====== Given entries ======

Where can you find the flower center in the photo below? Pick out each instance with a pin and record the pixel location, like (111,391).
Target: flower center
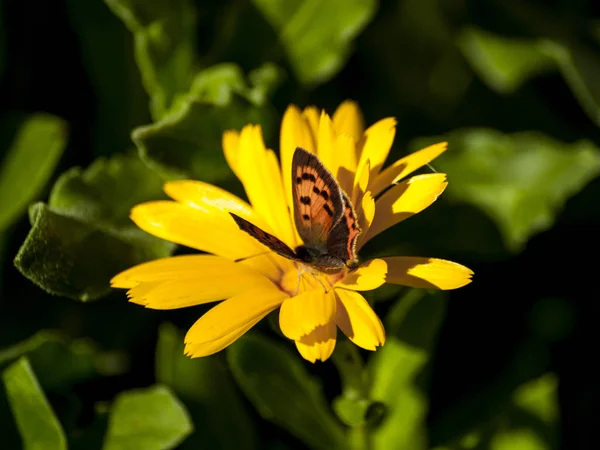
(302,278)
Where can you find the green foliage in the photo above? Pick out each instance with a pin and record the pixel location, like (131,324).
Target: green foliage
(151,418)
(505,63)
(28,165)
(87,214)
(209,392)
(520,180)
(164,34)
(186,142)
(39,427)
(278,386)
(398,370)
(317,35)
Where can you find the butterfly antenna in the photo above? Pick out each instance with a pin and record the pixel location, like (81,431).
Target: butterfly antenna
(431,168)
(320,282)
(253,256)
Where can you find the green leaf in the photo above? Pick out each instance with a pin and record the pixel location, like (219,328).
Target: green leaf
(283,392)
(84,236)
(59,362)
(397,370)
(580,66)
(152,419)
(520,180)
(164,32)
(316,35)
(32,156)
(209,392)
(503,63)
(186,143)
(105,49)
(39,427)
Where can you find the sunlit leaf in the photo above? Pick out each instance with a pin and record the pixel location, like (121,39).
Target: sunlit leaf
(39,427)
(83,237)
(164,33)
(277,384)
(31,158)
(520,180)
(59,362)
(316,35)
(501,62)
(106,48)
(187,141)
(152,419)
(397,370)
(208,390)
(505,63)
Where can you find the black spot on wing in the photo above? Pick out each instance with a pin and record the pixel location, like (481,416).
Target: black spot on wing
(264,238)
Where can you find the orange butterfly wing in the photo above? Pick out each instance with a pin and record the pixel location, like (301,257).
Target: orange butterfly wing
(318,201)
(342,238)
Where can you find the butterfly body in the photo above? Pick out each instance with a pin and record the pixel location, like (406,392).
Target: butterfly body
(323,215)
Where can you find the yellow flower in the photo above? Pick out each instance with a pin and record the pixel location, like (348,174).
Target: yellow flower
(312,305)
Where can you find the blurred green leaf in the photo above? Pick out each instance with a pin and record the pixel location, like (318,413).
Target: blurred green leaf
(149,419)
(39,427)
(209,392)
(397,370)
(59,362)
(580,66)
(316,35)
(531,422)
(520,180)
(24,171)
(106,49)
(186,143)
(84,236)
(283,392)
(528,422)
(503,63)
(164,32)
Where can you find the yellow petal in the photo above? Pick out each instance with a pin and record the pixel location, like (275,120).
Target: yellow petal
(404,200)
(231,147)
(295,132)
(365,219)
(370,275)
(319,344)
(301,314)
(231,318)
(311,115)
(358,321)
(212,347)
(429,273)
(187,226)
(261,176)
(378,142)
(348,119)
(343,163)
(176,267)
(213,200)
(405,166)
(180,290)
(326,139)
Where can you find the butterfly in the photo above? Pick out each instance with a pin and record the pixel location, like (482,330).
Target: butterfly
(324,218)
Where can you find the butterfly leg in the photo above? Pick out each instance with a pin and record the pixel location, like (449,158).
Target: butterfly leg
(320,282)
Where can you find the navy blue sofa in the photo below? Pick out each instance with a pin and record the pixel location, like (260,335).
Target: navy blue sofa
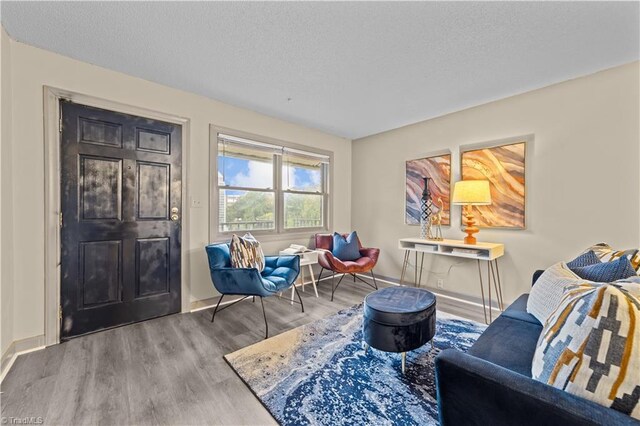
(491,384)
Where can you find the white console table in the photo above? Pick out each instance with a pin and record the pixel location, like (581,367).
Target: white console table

======

◆ Your task
Except for the pictures, give all the material above again verbatim.

◆ Complete answer
Where can you find the flower center in the photo below? Pick out each instance with a pin and record the pixel location, like (111,391).
Target: flower center
(302,278)
Where can you find the green foliage in the photo above? Pick out each instance with a pin and record the pixel location, like (131,324).
Target: green foliage
(151,418)
(505,63)
(28,165)
(87,214)
(209,392)
(520,180)
(164,34)
(186,142)
(39,427)
(278,386)
(398,370)
(317,35)
Where can you find the butterfly antenna in the photo above? Pick out each instance with a pin and record the pixel location, like (81,431).
Target: butterfly antenna
(431,168)
(320,282)
(253,256)
Where can you find the green leaf in the photo above? Pick out each instance with a pin and record the pixel location, like (219,328).
Target: green leaf
(283,392)
(84,236)
(59,362)
(397,370)
(580,66)
(152,419)
(520,180)
(164,32)
(316,35)
(32,156)
(209,392)
(503,63)
(186,143)
(105,49)
(39,427)
Where can you find the sunlit leaf in the photo above? Pick out each instance with a pin and record the pixel location, like (121,39).
Target: sunlit leaf
(39,427)
(83,237)
(164,33)
(277,384)
(31,158)
(520,180)
(59,362)
(316,35)
(501,62)
(106,48)
(187,141)
(152,419)
(397,370)
(208,390)
(505,63)
Where can you find the black spot on wing in the photo above? Pick out each instance with a pin and record the pixel location, like (481,416).
Target: black spot on wing
(264,238)
Where can you find the orange butterfly wing in the photo above? Pick out each instance with a pin and record the pixel location, like (301,257).
Target: orange butterfly wing
(318,201)
(342,238)
Where can you find the butterfly body in the photo above? Pick out each instance with a pin and record the pixel location, like (406,392).
Target: butterfly body
(323,215)
Where can you find the yellow flower in the photo above? Pick out each instance with a pin and record the pixel location, like (348,174).
Target: yellow flower
(312,305)
Where can you find the blurred green leaf in the photo above? Pick out each instance with a pin and record the pixel location, like (318,413).
Target: blurred green leaf
(149,419)
(39,427)
(209,392)
(397,370)
(59,362)
(580,66)
(316,35)
(531,422)
(520,180)
(24,171)
(106,49)
(186,143)
(84,236)
(283,392)
(528,422)
(503,63)
(164,32)
Where can you find the yellow petal in the photo above? Pick out each instance with a pin and record the pixel location, like (275,120).
Target: yellow petal
(404,200)
(231,147)
(295,132)
(365,219)
(370,275)
(319,344)
(301,314)
(231,318)
(311,115)
(358,321)
(212,347)
(429,273)
(187,226)
(261,176)
(378,142)
(348,119)
(343,163)
(176,267)
(213,200)
(405,166)
(180,290)
(326,139)
Where can you find the butterfly in the photo above? Pick out each instance with a pin and record the pixel location, like (482,330).
Target: butterfly
(324,218)
Where can you find the butterfly leg in the photo above? Pick out each instance with a pin and record the pixel location, like (449,158).
Target: butterfly leg
(320,282)
Where can you find the navy blue sofa in the photo below? Pick out each instance with a pin and record the pixel location, like (260,335).
Target: navy blue sofa
(491,384)
Where can you find the white console table in the photo above? Pick out each instance with a pin and record the pixel location, like (581,367).
Target: white console table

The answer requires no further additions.